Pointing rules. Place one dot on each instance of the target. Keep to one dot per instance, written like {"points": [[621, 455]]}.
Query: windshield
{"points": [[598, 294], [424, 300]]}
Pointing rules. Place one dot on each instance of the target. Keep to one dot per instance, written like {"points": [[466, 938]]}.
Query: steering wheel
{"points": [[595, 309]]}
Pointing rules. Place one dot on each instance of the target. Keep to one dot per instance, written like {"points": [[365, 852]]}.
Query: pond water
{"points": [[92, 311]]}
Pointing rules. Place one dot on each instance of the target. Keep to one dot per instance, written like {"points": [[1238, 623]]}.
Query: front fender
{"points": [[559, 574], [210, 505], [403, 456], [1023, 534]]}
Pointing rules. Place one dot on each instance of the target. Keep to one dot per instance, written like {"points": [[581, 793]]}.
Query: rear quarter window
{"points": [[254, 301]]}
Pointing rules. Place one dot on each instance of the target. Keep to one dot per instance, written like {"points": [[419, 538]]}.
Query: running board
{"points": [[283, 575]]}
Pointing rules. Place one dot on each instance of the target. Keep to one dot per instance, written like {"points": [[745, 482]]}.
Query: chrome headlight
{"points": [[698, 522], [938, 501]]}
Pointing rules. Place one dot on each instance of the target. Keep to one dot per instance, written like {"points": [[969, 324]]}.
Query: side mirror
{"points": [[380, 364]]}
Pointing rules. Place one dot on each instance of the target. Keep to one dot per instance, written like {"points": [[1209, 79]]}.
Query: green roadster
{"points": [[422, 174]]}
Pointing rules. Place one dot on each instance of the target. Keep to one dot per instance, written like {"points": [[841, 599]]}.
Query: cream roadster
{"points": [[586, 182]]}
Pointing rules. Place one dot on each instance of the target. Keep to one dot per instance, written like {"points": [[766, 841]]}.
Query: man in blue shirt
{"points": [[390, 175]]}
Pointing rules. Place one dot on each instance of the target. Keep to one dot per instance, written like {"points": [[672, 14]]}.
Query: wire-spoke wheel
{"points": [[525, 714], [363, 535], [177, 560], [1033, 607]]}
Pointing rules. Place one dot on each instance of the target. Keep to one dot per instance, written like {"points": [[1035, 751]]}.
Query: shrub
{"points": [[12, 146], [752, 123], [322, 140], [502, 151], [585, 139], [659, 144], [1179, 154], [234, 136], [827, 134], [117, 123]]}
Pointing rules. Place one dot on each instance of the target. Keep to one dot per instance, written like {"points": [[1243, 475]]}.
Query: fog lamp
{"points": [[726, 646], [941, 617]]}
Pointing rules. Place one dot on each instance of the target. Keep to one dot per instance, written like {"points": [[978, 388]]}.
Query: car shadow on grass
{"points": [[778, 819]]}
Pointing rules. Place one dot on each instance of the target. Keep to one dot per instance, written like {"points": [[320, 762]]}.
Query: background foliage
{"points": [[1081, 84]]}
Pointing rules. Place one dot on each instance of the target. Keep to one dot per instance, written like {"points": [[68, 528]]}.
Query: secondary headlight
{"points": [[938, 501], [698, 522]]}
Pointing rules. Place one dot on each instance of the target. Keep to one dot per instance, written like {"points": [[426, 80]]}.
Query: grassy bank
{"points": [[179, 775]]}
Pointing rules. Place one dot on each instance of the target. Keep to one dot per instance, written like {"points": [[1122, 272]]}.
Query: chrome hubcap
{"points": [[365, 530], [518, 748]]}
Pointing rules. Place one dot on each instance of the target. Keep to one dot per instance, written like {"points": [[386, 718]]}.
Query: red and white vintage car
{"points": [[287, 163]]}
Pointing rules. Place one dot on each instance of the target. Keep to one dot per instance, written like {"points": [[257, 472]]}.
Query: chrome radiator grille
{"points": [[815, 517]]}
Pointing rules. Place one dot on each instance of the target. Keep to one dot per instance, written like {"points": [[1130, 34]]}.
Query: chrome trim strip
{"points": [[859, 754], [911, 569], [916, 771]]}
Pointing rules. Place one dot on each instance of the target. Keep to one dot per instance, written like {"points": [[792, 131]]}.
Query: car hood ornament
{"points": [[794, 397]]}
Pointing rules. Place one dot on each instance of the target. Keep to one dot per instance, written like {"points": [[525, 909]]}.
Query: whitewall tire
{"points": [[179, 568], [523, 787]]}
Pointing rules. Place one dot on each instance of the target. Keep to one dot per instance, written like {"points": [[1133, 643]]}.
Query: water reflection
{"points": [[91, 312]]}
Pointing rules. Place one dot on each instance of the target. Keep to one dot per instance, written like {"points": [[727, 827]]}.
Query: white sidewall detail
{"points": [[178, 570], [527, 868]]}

§ TO DO
All the records above need to be printed exactly.

§ SOLUTION TO THE PROBLEM
Pointing rules. Place one dot on each instance of the target. Keep to one dot per instance, written like {"points": [[621, 455]]}.
Query: windshield
{"points": [[598, 294], [424, 300]]}
Pointing rules. Place one dot on each instance of the target. Keep to one dot per instance, written like {"points": [[466, 938]]}.
Query: steering wheel
{"points": [[595, 309]]}
Pointing rules. Place one dot on each instance of the target. Keep to one dot per instance, written like {"points": [[365, 852]]}.
Query: pond water
{"points": [[92, 311]]}
Pointing rules. Place one dot on each instance of the target. Keep to one dot per instance, written like {"points": [[1238, 623]]}.
Query: front fender
{"points": [[559, 574], [210, 505], [403, 456], [1023, 534]]}
Pointing rules. Place one dot on each instance of the target. Keep to one dot per instance, written like {"points": [[581, 793]]}.
Query: rear quarter window
{"points": [[254, 301]]}
Pointing rules. Place one dot on each instance of the target. Keep to one dot per instance, written like {"points": [[419, 538]]}.
Query: running board
{"points": [[283, 575]]}
Pointing rules. Place one dot on each instance of the target. Keep to one dot per instance, written like {"points": [[745, 482]]}.
Query: chrome headlight
{"points": [[698, 522], [938, 501]]}
Pointing rules. Place one dot on each instance of the target. Keep to one dot per instance, written like {"points": [[969, 324]]}.
Query: side mirror
{"points": [[380, 364]]}
Pointing rules. Place one dot on each instance of the target. Keep to one dot per instance, written like {"points": [[1209, 79]]}.
Query: green roadster
{"points": [[422, 174]]}
Pointing rules. Place one dot on each instance of the target. Keep to one dot per instance, written like {"points": [[841, 599]]}.
Query: cream roadster
{"points": [[586, 182]]}
Pointing rules. Place one dot on each instance of the target. Keep to one dot per instance, written like {"points": [[766, 841]]}.
Query: man in blue shirt
{"points": [[390, 175]]}
Pointing rules. Place one dot on each instance of the target. Keep to one dot per instance, written like {"points": [[672, 14]]}.
Query: wire-spoke wheel
{"points": [[525, 714], [363, 535], [177, 560], [1033, 607]]}
Pointing rules. Place one dot on each instance of the target. Keep to one dot per instance, written like {"points": [[1035, 751]]}.
Query: shrub
{"points": [[12, 146], [752, 123], [322, 140], [502, 151], [585, 139], [659, 144], [1179, 154], [234, 136], [827, 134], [117, 123]]}
Pointing rules. Place one dot on each instance of the target. Keep to one dot per instance, written like {"points": [[1243, 475]]}.
Query: fog lamp
{"points": [[726, 646], [941, 617]]}
Pointing rules. Place one dot on each instance of the target. Keep to one dot per instance, written like {"points": [[978, 388]]}.
Query: car shadow on grass
{"points": [[778, 819]]}
Pointing rules. Place one dot on each instance of the target. Keep to one dot per instance, written like {"points": [[320, 762]]}.
Query: background foliage
{"points": [[1081, 84]]}
Pointing rules. Place one dot on each instance of the target. Keep to one dot per instance, written like {"points": [[68, 528]]}.
Query: secondary headlight
{"points": [[938, 501], [698, 522]]}
Pointing rules. Place one dot on each instance of the target. Keep to one dot per instance, written like {"points": [[426, 80]]}.
Query: grassy bank
{"points": [[179, 775]]}
Pointing rules. Place one dot on each instance of the target. Keep to one dot per instance, written like {"points": [[1122, 272]]}.
Query: chrome hubcap
{"points": [[365, 530], [518, 748]]}
Pointing rules. Place one dot on each instance of the target. Keep to one dot per instance, written like {"points": [[386, 718]]}.
Query: red and white vintage car
{"points": [[287, 163]]}
Pointing rules. Place one dot on each instance of the target. Keep to one dot per instance, written like {"points": [[257, 472]]}.
Query: chrome radiator grille
{"points": [[815, 517]]}
Pointing rules. Place one dot on each instance of the target. Keep to one dot per instance, written like {"points": [[1130, 34]]}.
Query: chrome trim strip
{"points": [[859, 754], [911, 569], [916, 771]]}
Pointing rules. Place one dot on each instance of the target. Keep to one dot per instance, written like {"points": [[792, 131]]}.
Query: car hood ornament
{"points": [[794, 397]]}
Pointing rules. Place one dot on each instance of the target. Keep to one dot per instance, written like {"points": [[525, 909]]}.
Query: whitewall tire
{"points": [[179, 568], [523, 787]]}
Pointing rules. Place one dot on each instance of the target. Keep to one dot per instance, written like {"points": [[1133, 643]]}.
Query: water reflection
{"points": [[91, 312]]}
Pointing rules. Place one dot on each instance of the target. Keep to one dot per instance, written like {"points": [[727, 827]]}.
Query: white sidewall detail
{"points": [[178, 570], [527, 868]]}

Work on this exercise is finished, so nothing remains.